**Data for processing**
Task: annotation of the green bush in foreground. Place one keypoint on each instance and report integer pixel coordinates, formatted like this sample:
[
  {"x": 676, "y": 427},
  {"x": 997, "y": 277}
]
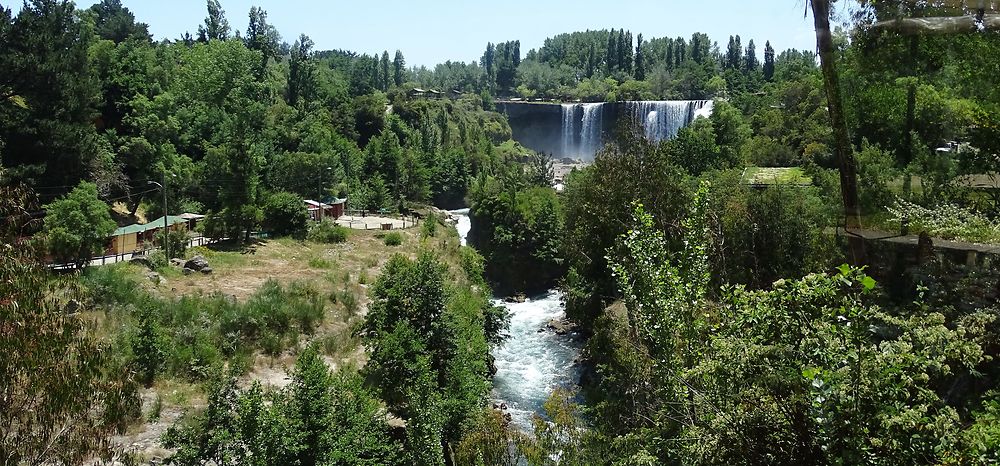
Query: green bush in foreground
[
  {"x": 393, "y": 239},
  {"x": 320, "y": 418},
  {"x": 327, "y": 232}
]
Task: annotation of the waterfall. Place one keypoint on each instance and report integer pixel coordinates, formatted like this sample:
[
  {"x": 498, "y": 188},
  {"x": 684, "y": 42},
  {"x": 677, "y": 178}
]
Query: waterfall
[
  {"x": 593, "y": 122},
  {"x": 663, "y": 119},
  {"x": 568, "y": 129}
]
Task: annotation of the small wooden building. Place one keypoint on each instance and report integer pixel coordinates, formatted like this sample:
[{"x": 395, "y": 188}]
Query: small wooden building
[{"x": 333, "y": 210}]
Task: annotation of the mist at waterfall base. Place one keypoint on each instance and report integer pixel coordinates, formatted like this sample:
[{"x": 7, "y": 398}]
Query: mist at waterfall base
[
  {"x": 583, "y": 127},
  {"x": 530, "y": 364}
]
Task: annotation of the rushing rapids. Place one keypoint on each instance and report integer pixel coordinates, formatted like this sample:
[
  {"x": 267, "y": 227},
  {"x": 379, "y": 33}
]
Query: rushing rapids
[{"x": 533, "y": 361}]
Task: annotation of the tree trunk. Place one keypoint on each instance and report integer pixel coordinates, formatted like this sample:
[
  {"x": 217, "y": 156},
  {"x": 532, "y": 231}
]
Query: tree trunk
[
  {"x": 841, "y": 139},
  {"x": 911, "y": 110}
]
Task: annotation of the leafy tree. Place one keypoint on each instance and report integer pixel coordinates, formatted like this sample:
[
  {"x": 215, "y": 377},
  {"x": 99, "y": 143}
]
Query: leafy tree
[
  {"x": 63, "y": 395},
  {"x": 428, "y": 348},
  {"x": 216, "y": 26},
  {"x": 77, "y": 226},
  {"x": 285, "y": 213},
  {"x": 301, "y": 72},
  {"x": 262, "y": 37},
  {"x": 114, "y": 22},
  {"x": 518, "y": 232},
  {"x": 48, "y": 131}
]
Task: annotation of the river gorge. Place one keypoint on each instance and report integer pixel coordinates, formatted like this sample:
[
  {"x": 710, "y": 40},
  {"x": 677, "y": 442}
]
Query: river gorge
[{"x": 534, "y": 361}]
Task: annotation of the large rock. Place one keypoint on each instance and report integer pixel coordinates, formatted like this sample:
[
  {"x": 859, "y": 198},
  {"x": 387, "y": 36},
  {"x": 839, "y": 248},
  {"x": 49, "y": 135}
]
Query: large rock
[
  {"x": 143, "y": 261},
  {"x": 156, "y": 278},
  {"x": 561, "y": 326},
  {"x": 196, "y": 263}
]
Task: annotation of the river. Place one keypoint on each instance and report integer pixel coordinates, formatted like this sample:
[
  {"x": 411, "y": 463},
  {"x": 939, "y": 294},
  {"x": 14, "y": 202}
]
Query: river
[{"x": 534, "y": 361}]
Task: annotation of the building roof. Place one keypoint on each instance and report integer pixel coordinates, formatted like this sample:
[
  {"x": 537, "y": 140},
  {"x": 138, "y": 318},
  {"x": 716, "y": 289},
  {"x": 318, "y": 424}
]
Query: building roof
[
  {"x": 315, "y": 204},
  {"x": 153, "y": 225},
  {"x": 130, "y": 229}
]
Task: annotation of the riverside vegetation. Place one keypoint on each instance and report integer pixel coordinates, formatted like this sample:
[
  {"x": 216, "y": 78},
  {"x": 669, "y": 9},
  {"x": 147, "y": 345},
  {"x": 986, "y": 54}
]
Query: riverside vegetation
[{"x": 721, "y": 326}]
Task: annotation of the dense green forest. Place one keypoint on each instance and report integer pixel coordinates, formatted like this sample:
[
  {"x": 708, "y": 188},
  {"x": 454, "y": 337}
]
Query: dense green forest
[{"x": 725, "y": 319}]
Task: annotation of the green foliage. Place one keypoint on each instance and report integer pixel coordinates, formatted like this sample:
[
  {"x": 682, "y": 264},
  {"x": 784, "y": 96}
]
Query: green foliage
[
  {"x": 488, "y": 440},
  {"x": 177, "y": 239},
  {"x": 77, "y": 226},
  {"x": 147, "y": 347},
  {"x": 393, "y": 239},
  {"x": 762, "y": 235},
  {"x": 285, "y": 213},
  {"x": 831, "y": 376},
  {"x": 327, "y": 232},
  {"x": 321, "y": 418},
  {"x": 428, "y": 349},
  {"x": 429, "y": 226},
  {"x": 519, "y": 233},
  {"x": 947, "y": 221},
  {"x": 596, "y": 204},
  {"x": 562, "y": 431},
  {"x": 64, "y": 396}
]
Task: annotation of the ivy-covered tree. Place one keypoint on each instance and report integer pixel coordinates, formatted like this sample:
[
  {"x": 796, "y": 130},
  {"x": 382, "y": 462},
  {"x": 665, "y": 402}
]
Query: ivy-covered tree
[{"x": 64, "y": 396}]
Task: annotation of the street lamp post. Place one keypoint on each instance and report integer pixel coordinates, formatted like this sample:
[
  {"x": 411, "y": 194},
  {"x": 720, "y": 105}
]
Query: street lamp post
[
  {"x": 320, "y": 200},
  {"x": 166, "y": 227}
]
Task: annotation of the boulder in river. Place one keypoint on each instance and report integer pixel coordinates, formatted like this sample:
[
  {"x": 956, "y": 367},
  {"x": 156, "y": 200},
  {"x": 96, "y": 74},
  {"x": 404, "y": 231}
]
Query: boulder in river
[
  {"x": 561, "y": 326},
  {"x": 196, "y": 263}
]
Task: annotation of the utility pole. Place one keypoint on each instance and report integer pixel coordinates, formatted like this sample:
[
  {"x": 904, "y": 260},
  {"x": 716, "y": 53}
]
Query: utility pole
[{"x": 166, "y": 227}]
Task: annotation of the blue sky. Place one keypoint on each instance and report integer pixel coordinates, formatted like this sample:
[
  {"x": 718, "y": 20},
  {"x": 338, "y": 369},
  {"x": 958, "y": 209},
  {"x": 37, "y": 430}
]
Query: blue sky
[{"x": 431, "y": 32}]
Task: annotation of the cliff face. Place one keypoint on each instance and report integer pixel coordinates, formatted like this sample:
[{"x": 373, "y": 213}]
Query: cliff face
[
  {"x": 578, "y": 131},
  {"x": 536, "y": 126}
]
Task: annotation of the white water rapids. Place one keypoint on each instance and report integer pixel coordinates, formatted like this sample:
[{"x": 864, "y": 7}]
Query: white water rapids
[{"x": 534, "y": 361}]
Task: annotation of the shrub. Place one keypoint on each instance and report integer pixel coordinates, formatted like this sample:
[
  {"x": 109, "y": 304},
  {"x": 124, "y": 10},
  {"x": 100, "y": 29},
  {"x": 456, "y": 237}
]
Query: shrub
[
  {"x": 285, "y": 213},
  {"x": 327, "y": 232},
  {"x": 393, "y": 239},
  {"x": 178, "y": 241},
  {"x": 429, "y": 226}
]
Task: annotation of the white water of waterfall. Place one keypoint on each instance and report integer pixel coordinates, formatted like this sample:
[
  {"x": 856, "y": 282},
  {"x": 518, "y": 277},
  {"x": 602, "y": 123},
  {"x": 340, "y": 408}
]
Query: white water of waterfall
[
  {"x": 663, "y": 119},
  {"x": 532, "y": 362},
  {"x": 568, "y": 128},
  {"x": 593, "y": 120}
]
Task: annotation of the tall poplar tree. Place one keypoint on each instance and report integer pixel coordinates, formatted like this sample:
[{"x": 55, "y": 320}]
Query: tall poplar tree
[
  {"x": 768, "y": 61},
  {"x": 385, "y": 72},
  {"x": 640, "y": 63},
  {"x": 216, "y": 26},
  {"x": 399, "y": 69},
  {"x": 750, "y": 62}
]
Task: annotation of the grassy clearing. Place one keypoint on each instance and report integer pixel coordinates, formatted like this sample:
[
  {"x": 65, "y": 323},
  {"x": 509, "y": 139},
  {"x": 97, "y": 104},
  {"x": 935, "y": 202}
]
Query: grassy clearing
[
  {"x": 254, "y": 313},
  {"x": 771, "y": 175}
]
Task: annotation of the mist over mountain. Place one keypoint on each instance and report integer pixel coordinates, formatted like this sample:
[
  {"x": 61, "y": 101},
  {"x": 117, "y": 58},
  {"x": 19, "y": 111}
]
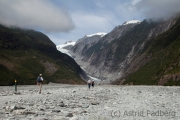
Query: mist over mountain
[
  {"x": 119, "y": 56},
  {"x": 24, "y": 54}
]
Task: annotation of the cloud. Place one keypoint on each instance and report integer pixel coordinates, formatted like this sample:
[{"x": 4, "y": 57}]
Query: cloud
[
  {"x": 158, "y": 8},
  {"x": 35, "y": 14}
]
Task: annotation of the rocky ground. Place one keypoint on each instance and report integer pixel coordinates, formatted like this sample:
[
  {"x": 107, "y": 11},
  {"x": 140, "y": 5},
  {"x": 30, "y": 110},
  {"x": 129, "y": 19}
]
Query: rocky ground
[{"x": 77, "y": 102}]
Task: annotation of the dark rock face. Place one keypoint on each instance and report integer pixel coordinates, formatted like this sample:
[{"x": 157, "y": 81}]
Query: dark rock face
[{"x": 120, "y": 52}]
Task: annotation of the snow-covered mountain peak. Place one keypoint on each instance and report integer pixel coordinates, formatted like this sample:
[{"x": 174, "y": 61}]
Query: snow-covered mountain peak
[
  {"x": 63, "y": 50},
  {"x": 100, "y": 34},
  {"x": 131, "y": 22}
]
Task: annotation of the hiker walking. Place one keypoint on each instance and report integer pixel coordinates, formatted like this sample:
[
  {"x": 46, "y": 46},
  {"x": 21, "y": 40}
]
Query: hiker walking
[
  {"x": 39, "y": 82},
  {"x": 92, "y": 83},
  {"x": 89, "y": 83}
]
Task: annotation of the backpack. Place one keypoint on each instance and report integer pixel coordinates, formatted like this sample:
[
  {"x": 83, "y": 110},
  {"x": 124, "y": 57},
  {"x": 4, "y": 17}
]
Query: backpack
[{"x": 39, "y": 79}]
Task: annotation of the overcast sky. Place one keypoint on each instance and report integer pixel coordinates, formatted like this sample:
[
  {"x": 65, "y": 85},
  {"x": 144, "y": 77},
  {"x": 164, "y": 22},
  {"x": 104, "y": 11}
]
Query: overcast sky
[{"x": 70, "y": 20}]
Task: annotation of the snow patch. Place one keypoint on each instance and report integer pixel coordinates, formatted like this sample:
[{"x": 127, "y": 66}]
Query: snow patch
[
  {"x": 61, "y": 47},
  {"x": 131, "y": 22}
]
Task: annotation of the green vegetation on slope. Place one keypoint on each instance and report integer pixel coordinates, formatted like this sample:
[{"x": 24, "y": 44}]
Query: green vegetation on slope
[{"x": 26, "y": 53}]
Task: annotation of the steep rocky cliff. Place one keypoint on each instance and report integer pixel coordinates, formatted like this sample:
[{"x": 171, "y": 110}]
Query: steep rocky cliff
[
  {"x": 26, "y": 53},
  {"x": 122, "y": 52}
]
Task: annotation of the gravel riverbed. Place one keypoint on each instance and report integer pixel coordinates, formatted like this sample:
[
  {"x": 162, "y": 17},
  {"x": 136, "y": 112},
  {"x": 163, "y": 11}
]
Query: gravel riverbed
[{"x": 77, "y": 102}]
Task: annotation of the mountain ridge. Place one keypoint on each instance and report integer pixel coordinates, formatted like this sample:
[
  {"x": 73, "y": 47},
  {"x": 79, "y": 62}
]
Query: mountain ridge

**Exercise aim**
Quote the lines from the one containing "Task: annotation of the mountain" through the last line, inclusive, with nothing changed.

**Result of this exercise**
Task: annotation of the mountain ridge. Place one keypoint on each instance and report integer pixel coordinates, formatted like this sample:
[
  {"x": 73, "y": 47},
  {"x": 79, "y": 62}
]
Query: mountain ridge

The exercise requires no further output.